**Trabajo requerido**
Copia todas las líneas de los registros que siguen, sin cambiar nada.

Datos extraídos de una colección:
☆ ☆ ☆ ☆ ☆
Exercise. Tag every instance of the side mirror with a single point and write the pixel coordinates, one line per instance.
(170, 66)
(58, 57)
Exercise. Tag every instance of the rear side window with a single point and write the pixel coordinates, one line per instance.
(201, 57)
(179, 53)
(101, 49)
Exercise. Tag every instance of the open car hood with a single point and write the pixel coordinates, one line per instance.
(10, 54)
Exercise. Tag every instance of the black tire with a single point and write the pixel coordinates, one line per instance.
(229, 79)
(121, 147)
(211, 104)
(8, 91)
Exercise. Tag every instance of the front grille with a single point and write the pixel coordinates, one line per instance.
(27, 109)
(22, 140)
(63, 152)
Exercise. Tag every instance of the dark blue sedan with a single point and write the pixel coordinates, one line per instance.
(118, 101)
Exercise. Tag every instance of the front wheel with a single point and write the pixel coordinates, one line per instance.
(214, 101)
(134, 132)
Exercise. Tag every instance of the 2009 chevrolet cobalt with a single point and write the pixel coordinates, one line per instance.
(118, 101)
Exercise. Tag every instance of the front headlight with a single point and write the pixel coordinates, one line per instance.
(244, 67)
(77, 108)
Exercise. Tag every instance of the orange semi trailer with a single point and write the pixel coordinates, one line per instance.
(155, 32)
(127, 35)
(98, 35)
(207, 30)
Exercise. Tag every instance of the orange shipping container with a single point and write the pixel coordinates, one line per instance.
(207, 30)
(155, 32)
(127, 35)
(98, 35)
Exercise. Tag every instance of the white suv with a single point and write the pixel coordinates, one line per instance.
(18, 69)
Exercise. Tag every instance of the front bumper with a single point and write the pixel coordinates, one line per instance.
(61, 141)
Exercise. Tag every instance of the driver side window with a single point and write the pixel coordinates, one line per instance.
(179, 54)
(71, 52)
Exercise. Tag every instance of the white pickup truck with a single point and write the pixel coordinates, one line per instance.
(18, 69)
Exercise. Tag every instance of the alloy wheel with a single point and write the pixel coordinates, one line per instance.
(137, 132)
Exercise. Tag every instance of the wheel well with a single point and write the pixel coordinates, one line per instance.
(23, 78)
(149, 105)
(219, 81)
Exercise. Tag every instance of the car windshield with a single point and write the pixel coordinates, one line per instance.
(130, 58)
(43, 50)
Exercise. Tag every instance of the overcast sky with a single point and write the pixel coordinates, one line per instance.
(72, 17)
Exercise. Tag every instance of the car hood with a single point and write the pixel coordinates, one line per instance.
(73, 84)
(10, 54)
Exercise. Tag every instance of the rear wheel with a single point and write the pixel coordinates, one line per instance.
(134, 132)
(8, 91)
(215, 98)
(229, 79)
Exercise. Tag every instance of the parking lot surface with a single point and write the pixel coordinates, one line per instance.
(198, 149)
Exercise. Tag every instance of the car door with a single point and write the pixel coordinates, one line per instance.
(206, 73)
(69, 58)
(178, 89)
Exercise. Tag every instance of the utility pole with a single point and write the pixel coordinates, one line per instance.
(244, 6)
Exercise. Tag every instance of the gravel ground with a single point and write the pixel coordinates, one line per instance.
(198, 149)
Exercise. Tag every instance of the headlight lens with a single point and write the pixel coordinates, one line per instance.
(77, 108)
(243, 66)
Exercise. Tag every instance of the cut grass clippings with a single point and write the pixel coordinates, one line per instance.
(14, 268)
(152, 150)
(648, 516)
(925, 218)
☆ ☆ ☆ ☆ ☆
**Respuesta**
Exercise. Tag every instance of the side mirror with a single point and write the pixel coordinates, one line per instance.
(170, 66)
(58, 57)
Exercise. Tag every instance of the rear side window with a single point and write the pixel coordinates, one line per instance.
(201, 57)
(179, 53)
(101, 49)
Exercise. Tag every instance of the open car hood with a single point and write the pixel coordinates, one line per instance.
(10, 54)
Exercise. Tag every instance of the black tire with a single point and write the pixel coordinates, one line per instance.
(229, 79)
(121, 147)
(211, 104)
(8, 91)
Exercise. Tag every instance of the front grille with a single point and write the pixel coordinates, one line per instance.
(27, 109)
(22, 140)
(63, 152)
Exercise. Tag every instance of the dark blue sedan with a single point and write the pixel coordinates, one line per instance.
(118, 101)
Exercise. Tag every instance of the front wheel with a single point and write the pixel coordinates, one line per instance.
(214, 101)
(134, 132)
Exercise. Tag every instance of the 2009 chevrolet cobalt with a single point and write the pixel coordinates, one line per instance.
(118, 101)
Exercise. Tag every instance of the front headlight with a single point and write the pixel coordinates, one line per instance.
(244, 67)
(77, 108)
Exercise. Tag every instance of the orange semi trailer with a single point and write the pixel coordinates, one line per instance.
(155, 32)
(127, 35)
(98, 35)
(207, 30)
Exercise. Tag every instance of the orange shipping container with a single point and write the pixel coordinates, one line per instance.
(207, 30)
(155, 32)
(127, 35)
(98, 35)
Exercise. Tag every instance of the white suv with a single point and write the pixel coordinates, one line per instance.
(18, 69)
Exercise. Tag every instance of the front bumper with a single point and write the pixel coordinates, one line per instance.
(61, 141)
Exercise. Tag every instance of the driver side window with a single point and write the pixel coordinates, one line per instance.
(179, 54)
(71, 52)
Exercise. Tag every instance of the white pickup truck with a single point and write the pixel coordinates, one line per instance.
(18, 69)
Exercise. Tag every instance of the alloy wheel with a single point and write the pixel coordinates, one line per instance.
(137, 132)
Exercise. Tag every instance of the wheel well with a single point and write the pixel coordinates, one line per instance.
(23, 78)
(149, 105)
(219, 81)
Exercise. Tag every instance of the car windshield with a single point and write the pixel coordinates, one line per instance.
(130, 58)
(43, 50)
Exercise. Tag every instance of the overcast sky with a single point and write the pixel coordinates, one line per instance.
(72, 17)
Exercise. Tag every instance of the car hood with a single point and write the pixel coordinates, one line per instance.
(73, 84)
(10, 54)
Exercise. Tag every instance of the rear wheel with a single point and write the pixel coordinates, one line per instance.
(134, 132)
(8, 91)
(215, 98)
(229, 79)
Exercise. Tag every instance of the parking lot surface with a single point and write the pixel coordinates, one line per instance.
(198, 149)
Exercise. Tag every instance of the car door with a single point and write the pixel coordinates, one line per instance.
(206, 73)
(69, 58)
(178, 89)
Exercise. Tag every instance of the utility pole with a single point and write the pixel coordinates, one line per instance.
(244, 6)
Exercise. Tag every instance of the gravel ground with a single point and write the pixel coordinates, one line per instance.
(198, 149)
Exercise. Tag every instance of the headlight lens with a single point and write the pixel coordinates, one line per instance.
(77, 108)
(243, 66)
Exercise. Tag every instance of the cut grass clippings with a single point and write the pixel coordinates, one line per instance.
(14, 268)
(152, 150)
(648, 516)
(925, 218)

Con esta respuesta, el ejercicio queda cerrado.